# Предложенный отрывок

____________

Боже мой, ничего я не знаю и всем осеняюсь…
Когда я из тепла выхожу ночью в засыпанный снегом лес, слышу, как даже деревья громко трескаются от мороза, как на тропу мою со скрипом от тяжести спускает свою перегруженную ветвь любимая моя сосна, я, так мало сумевший дать людям из своих внутренних богатств, теперь смотрю на все эти богатства неподвижных при луне белых фигур и понимаю их всех, как мои же мечты за всю жизнь бесчисленные, те, которые я не сумел довести до людей.
Были на свете и Лютер, и Толстой, и Шекспир, и Гете, и мало ли кто! И все они всю свою жизнь по внутренней необходимости, как лошади за молотильными водилами, ходили по кругу за своей мыслью-водилом.
Это были великие люди, а я – какой я великий! А тоже за тем же водилом иду и знаю хорошо, что только за то и называют меня большим писателем, что я за тем же большим водилом иду.

____________

# Исходный материал
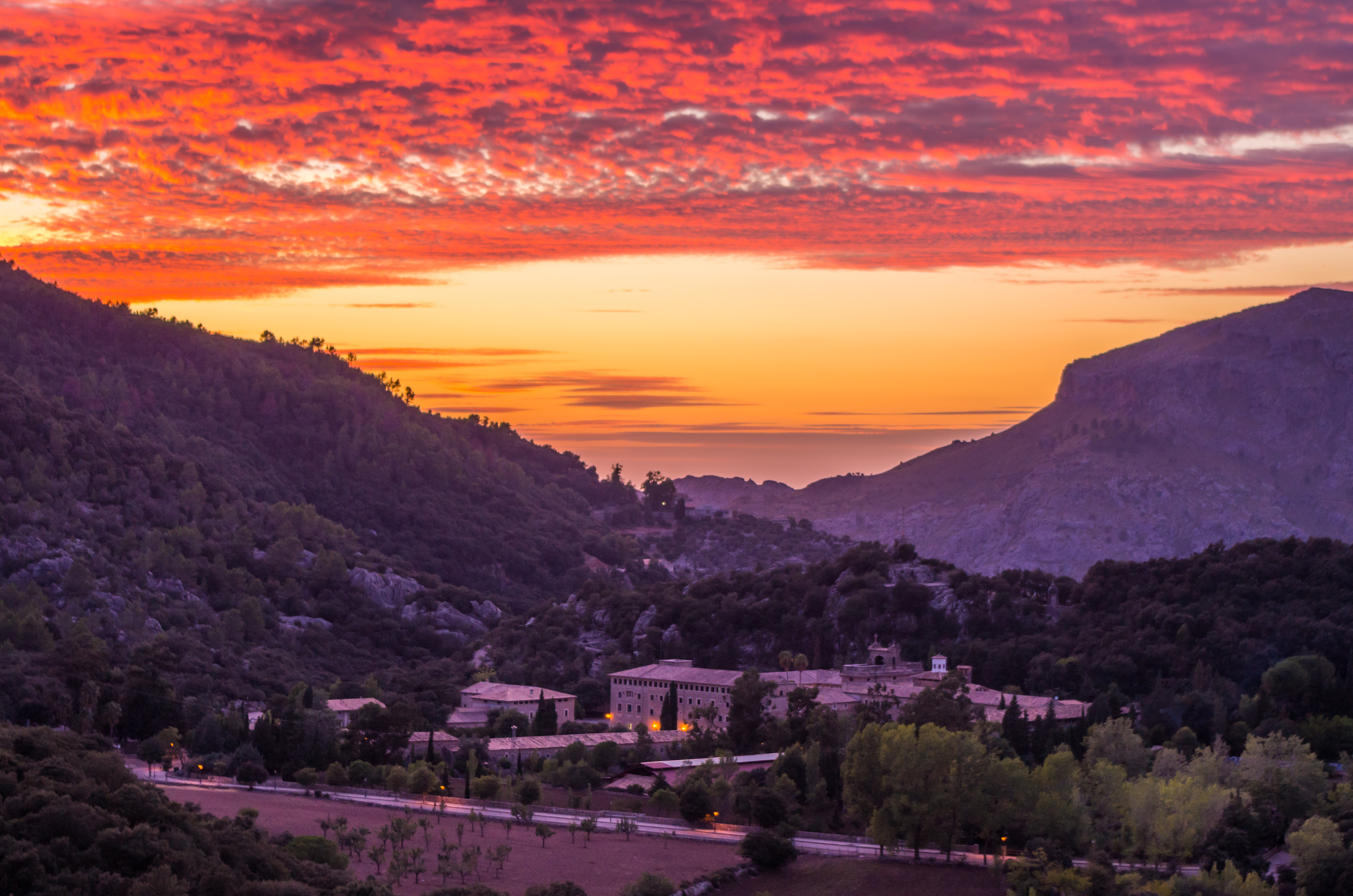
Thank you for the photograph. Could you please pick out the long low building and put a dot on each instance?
(547, 746)
(483, 698)
(636, 695)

____________

# Задание
Ответьте по отрывку:
(a) Какое дерево названо в отрывке любимым?
(b) Какие имена перечислены в отрывке после слов «Были на свете»?
(c) С кем сравниваются эти люди, которые всю жизнь ходили по кругу за своей мыслью?
Для ответов опирайтесь только на отрывок.

# Готовый ответ
(a) Сосна.
(b) Лютер, Толстой, Шекспир и Гете.
(c) С лошадьми за молотильными водилами.